##### RECORDS SHOWN #####

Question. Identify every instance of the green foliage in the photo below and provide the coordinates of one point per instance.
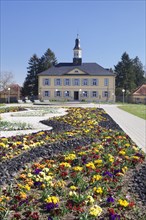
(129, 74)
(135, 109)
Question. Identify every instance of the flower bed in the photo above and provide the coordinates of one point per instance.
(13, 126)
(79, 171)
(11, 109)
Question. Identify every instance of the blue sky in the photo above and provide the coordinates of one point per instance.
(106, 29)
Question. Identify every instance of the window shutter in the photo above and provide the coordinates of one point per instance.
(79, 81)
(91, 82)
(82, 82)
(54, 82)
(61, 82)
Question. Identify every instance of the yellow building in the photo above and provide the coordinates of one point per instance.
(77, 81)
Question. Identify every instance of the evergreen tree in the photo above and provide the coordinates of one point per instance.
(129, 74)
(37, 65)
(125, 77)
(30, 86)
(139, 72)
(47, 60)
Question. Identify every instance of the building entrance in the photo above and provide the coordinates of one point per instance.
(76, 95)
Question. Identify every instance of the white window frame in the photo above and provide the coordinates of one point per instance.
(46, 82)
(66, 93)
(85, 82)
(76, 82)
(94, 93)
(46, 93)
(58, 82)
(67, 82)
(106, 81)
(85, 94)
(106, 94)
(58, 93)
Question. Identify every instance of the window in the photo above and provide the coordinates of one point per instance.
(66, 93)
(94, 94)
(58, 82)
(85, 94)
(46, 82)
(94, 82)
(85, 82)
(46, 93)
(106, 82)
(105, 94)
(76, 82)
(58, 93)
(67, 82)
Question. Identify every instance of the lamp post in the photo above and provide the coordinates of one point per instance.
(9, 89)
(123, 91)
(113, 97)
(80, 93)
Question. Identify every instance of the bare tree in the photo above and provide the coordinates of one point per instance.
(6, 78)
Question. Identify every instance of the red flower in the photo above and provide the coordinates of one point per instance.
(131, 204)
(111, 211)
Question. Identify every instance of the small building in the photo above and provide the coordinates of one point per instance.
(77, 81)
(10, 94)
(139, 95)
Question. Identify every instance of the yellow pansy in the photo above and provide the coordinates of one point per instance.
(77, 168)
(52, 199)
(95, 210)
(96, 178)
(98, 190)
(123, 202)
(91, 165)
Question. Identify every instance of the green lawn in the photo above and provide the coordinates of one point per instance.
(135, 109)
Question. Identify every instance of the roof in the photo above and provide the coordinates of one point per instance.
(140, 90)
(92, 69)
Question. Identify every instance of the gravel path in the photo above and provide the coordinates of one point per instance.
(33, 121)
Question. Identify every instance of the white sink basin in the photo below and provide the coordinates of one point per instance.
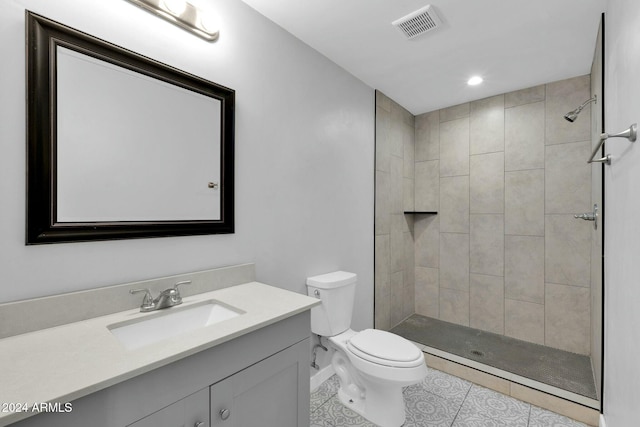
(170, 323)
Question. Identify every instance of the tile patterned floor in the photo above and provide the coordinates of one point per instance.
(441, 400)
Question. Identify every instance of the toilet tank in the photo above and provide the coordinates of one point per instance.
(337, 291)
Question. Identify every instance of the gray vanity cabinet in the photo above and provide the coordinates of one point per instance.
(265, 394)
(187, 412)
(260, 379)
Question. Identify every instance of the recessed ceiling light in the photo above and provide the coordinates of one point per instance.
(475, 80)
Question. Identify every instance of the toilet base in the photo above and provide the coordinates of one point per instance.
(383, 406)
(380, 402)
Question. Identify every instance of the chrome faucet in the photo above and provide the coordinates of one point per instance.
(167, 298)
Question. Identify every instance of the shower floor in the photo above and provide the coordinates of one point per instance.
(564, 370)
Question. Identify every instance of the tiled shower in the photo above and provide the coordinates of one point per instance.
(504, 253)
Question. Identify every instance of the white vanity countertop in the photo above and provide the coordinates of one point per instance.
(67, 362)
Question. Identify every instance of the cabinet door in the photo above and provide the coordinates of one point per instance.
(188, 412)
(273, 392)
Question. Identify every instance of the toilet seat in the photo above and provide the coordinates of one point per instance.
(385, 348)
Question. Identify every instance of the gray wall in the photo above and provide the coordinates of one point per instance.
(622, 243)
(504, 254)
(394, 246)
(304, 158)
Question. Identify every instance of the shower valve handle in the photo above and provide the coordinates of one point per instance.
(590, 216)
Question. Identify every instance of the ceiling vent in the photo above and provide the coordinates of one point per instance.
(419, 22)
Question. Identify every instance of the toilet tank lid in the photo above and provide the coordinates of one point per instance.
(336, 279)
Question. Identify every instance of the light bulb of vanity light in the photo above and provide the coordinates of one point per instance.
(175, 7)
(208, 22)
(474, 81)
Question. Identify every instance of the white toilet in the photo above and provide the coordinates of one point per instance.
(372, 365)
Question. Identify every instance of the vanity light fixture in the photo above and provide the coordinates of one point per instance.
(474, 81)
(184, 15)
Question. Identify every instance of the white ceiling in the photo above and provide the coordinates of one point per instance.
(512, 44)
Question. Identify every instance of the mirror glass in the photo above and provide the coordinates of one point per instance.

#####

#### [PROBLEM]
Repeat the data exactly, excluding the pictures.

#### [ANSWER IN FULL]
Question. Identify every instance of the green foliage in the photo below and provide the coordinates of one point per instance.
(129, 74)
(135, 109)
Question. Identify every instance of the flower bed in the photo above and provide the coordinates of one point per instance.
(13, 126)
(79, 171)
(11, 109)
Question. Identify every instance of the blue sky in the photo above and provide the coordinates of one point per instance.
(106, 29)
Question. Identify every instance of the window shutter in the photo above and provide the coordinates of one point per instance.
(79, 81)
(91, 82)
(82, 82)
(54, 82)
(61, 82)
Question. Identify every instance of the yellow building in the photo above and provide the coordinates of one point per instance.
(77, 81)
Question. Identify every instance of the evergreen tree in the photo above and provide the coordinates of one point per instance.
(129, 74)
(37, 65)
(125, 77)
(30, 86)
(139, 72)
(47, 60)
Question. Identify every instance of the building entrance in the photo above and provide the coordinates of one point per instance.
(76, 95)
Question. Identify every instance of the white window frame in the photo above and provide the coordinates of one point per instance.
(46, 82)
(66, 93)
(85, 82)
(76, 82)
(94, 93)
(46, 93)
(58, 82)
(67, 82)
(106, 81)
(85, 94)
(106, 94)
(58, 93)
Question. Identify every instance of the window in the photo above and provide the coordinates of one point per instance.
(66, 93)
(94, 94)
(58, 82)
(85, 94)
(46, 82)
(94, 82)
(85, 82)
(46, 93)
(106, 82)
(105, 94)
(76, 82)
(58, 93)
(67, 82)
Question. Identify every instance of the lamp post in the photo above and provide the coordinates of one point per instance.
(9, 89)
(123, 91)
(113, 97)
(80, 93)
Question. Identify every instance of the bare tree in the photo above and provide the coordinates of one point per instance.
(6, 78)
Question. Identify every instance of the red flower in the photo above and provide the coordinates of one point per instance.
(131, 204)
(111, 211)
Question. Identify every instance of the small building in the photo above and provide the coordinates of one point per instance.
(77, 81)
(10, 94)
(139, 95)
Question. Identify every instance of the yellow pansy in the photo above and provide the coordinates of one point per instance.
(77, 168)
(52, 199)
(95, 210)
(96, 178)
(98, 190)
(123, 202)
(91, 165)
Question. Identify every instance of the green lawn in the photo above and provide the coordinates of one point per instance.
(135, 109)
Question. Identify every instance of the roof in the photo above and provide the coordinates of one point per instance.
(140, 90)
(92, 69)
Question. Identify every instance of the gravel path in the photo above and provide the coordinates of one point per instance.
(33, 121)
Question. Identify every instance of the white sink basin in the photo below and provide the coordinates of one point per instance.
(170, 323)
Question. Identify every instance of the tile patterned floor in the photo above and provide the coordinates of one point per instance.
(441, 400)
Question. Identify every instance of the toilet tank in the photo above and provide the coordinates of one point per instance.
(337, 291)
Question. Identify every instance of the gray vanity cabinet in the photo above and provide the coordinates of one point per instance.
(265, 394)
(187, 412)
(260, 379)
Question. Identify every instance of the recessed ceiling light in the photo above and provide the coordinates of one point per instance.
(475, 80)
Question. Identify every instance of the toilet base in the photo above and provide the coordinates of one point per instance.
(383, 406)
(380, 402)
Question. Identify every instance of the chrome faucet in the photo above and provide the coordinates of one point per instance.
(167, 298)
Question. Identify every instance of the shower floor in the photo above and provide the coordinates of one point per instance.
(564, 370)
Question. Identify every instance of the tiled shower in the photo above and provide the coordinates of one point per instance.
(504, 253)
Question. Identify every instance of the white vanity countertop in the photo above and provide the coordinates of one point per instance.
(67, 362)
Question. Identify every instance of the cabinet door in the photo above and provide the coordinates of one point per instance.
(188, 412)
(273, 392)
Question. Identify every instance of the toilet seat in the photo above and provide the coordinates of one point per instance.
(385, 348)
Question. Identify every instance of the gray wall in the photo above and provide the coordinates of one point per instance.
(622, 243)
(504, 254)
(394, 246)
(304, 158)
Question. Identify every instance of the shower valve handle in the photo above and provide the coordinates of one point per instance.
(590, 216)
Question. Identify every instance of the ceiling vent in the photo above and provide the coordinates of one point per instance.
(419, 22)
Question. Identify every instance of the toilet tank lid in the photo above and provide the coordinates of one point per instance.
(336, 279)
Question. Identify every instance of the light bulb of vanity light in the photo above and provide the coordinates of one point per instance.
(175, 7)
(208, 22)
(474, 81)
Question. Identify every instance of the white toilet in the photo above and provide the coordinates of one point per instance.
(372, 365)
Question. Identify every instance of the vanity light fixture in the photo above and provide the coordinates of one point per instance.
(474, 81)
(184, 15)
Question. Identify every instance of the white ceiling in the photo above and provide the coordinates of one point per instance.
(512, 44)
Question. Identify every instance of the mirror glass in the photo above and provide the coordinates of one point per instance.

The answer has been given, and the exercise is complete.